Find every line in the records that contains the string "petal", and copy each of those lines in full. Case counts.

* begin *

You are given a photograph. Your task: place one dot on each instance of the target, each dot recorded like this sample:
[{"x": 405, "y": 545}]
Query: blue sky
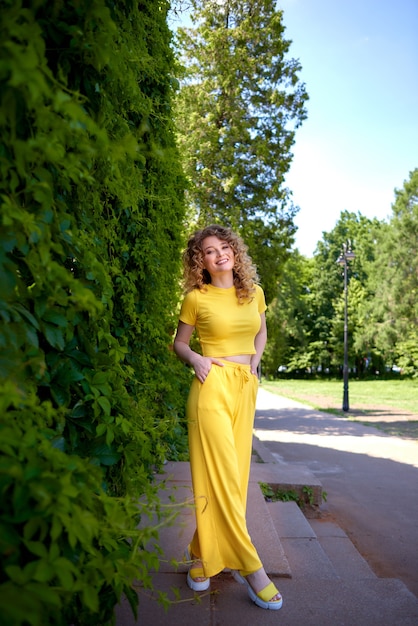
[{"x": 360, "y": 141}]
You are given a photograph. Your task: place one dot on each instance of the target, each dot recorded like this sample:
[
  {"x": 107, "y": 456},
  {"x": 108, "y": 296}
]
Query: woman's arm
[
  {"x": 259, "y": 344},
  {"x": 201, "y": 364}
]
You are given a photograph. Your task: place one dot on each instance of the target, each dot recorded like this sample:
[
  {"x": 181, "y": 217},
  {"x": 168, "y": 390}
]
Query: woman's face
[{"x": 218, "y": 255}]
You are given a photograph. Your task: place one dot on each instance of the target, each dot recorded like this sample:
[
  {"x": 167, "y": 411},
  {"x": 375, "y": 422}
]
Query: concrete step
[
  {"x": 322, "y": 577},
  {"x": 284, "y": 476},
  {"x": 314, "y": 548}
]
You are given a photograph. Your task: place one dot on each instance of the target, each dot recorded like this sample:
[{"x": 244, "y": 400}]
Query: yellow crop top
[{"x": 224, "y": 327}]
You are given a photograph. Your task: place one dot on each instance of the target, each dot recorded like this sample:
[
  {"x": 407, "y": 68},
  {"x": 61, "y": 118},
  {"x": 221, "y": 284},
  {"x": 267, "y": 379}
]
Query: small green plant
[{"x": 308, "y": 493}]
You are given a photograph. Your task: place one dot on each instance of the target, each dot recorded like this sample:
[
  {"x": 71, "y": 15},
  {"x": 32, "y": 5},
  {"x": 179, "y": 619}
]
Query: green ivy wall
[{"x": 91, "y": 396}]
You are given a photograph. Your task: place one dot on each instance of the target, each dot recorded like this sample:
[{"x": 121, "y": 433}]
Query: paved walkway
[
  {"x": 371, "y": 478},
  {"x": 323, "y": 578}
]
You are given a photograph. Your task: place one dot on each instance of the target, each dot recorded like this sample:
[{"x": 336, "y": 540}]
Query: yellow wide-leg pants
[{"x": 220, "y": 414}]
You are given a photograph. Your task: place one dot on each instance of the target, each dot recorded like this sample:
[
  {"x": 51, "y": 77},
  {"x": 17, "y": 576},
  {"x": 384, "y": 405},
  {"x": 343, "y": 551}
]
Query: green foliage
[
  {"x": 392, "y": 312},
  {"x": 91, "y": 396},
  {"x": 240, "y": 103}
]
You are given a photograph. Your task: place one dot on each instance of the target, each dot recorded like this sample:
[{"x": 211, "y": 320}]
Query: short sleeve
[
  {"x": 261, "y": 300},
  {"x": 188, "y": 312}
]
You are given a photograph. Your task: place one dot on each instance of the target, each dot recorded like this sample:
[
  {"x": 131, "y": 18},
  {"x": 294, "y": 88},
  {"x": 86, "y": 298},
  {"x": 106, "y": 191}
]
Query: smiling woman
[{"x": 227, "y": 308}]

* end *
* begin *

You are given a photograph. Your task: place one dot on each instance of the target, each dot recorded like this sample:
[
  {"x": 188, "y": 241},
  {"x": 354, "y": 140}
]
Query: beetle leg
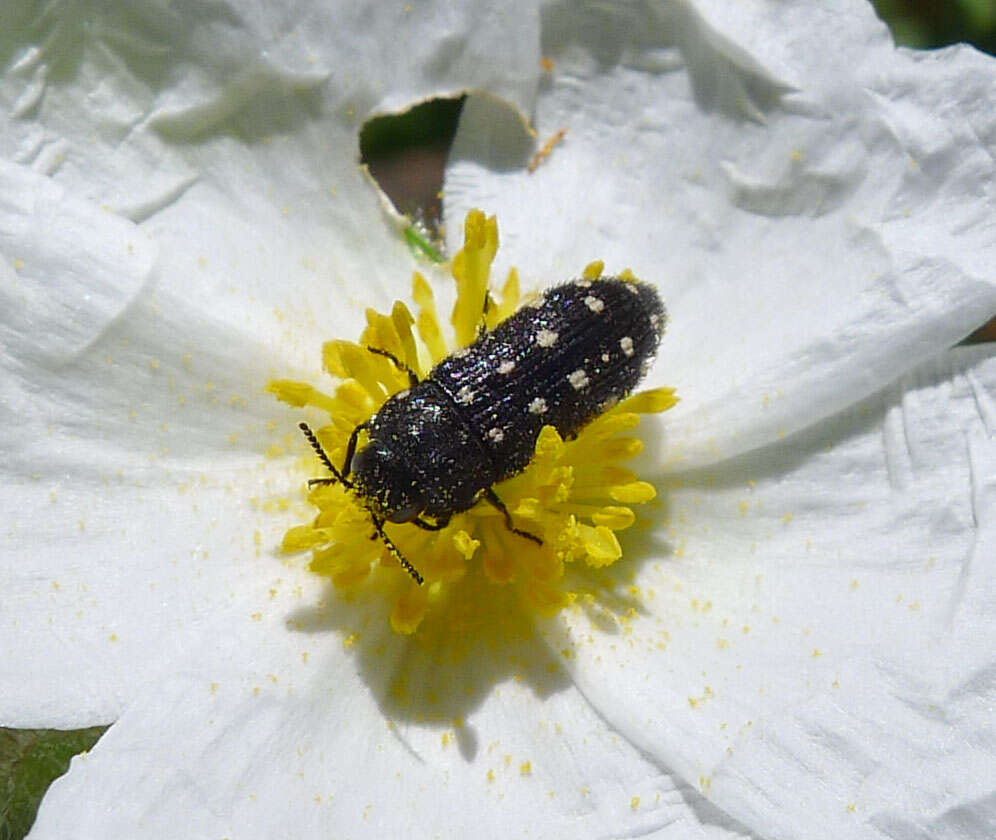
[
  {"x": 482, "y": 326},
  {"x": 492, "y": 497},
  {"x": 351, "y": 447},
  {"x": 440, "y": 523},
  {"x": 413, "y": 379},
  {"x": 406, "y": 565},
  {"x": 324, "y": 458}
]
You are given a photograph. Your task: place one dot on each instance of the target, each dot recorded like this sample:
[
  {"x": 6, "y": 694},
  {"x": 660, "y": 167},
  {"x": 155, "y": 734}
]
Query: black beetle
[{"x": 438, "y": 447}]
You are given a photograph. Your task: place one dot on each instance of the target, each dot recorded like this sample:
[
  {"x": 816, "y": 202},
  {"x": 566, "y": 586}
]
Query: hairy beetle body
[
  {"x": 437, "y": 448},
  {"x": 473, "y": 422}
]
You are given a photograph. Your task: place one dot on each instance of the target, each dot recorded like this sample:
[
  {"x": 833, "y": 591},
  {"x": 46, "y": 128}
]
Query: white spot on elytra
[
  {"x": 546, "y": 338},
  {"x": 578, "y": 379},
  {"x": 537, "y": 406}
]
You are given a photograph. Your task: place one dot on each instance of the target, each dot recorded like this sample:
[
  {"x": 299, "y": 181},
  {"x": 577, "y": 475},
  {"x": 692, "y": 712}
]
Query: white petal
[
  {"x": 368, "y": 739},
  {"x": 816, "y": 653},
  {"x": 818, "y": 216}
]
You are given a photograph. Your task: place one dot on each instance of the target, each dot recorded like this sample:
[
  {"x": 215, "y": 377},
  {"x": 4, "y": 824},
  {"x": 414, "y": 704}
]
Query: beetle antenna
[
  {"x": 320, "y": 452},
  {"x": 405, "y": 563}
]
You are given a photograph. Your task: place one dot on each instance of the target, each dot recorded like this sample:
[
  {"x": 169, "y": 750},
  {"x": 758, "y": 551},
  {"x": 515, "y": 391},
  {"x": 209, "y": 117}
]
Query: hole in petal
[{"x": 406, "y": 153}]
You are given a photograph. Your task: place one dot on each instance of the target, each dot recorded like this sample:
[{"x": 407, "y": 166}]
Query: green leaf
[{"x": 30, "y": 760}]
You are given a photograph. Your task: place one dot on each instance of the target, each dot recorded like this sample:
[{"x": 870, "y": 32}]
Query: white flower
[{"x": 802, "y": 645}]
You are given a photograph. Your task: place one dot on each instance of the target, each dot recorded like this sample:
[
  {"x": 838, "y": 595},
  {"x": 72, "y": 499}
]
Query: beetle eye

* end *

Written answer:
Query: white petal
Query: hole in petal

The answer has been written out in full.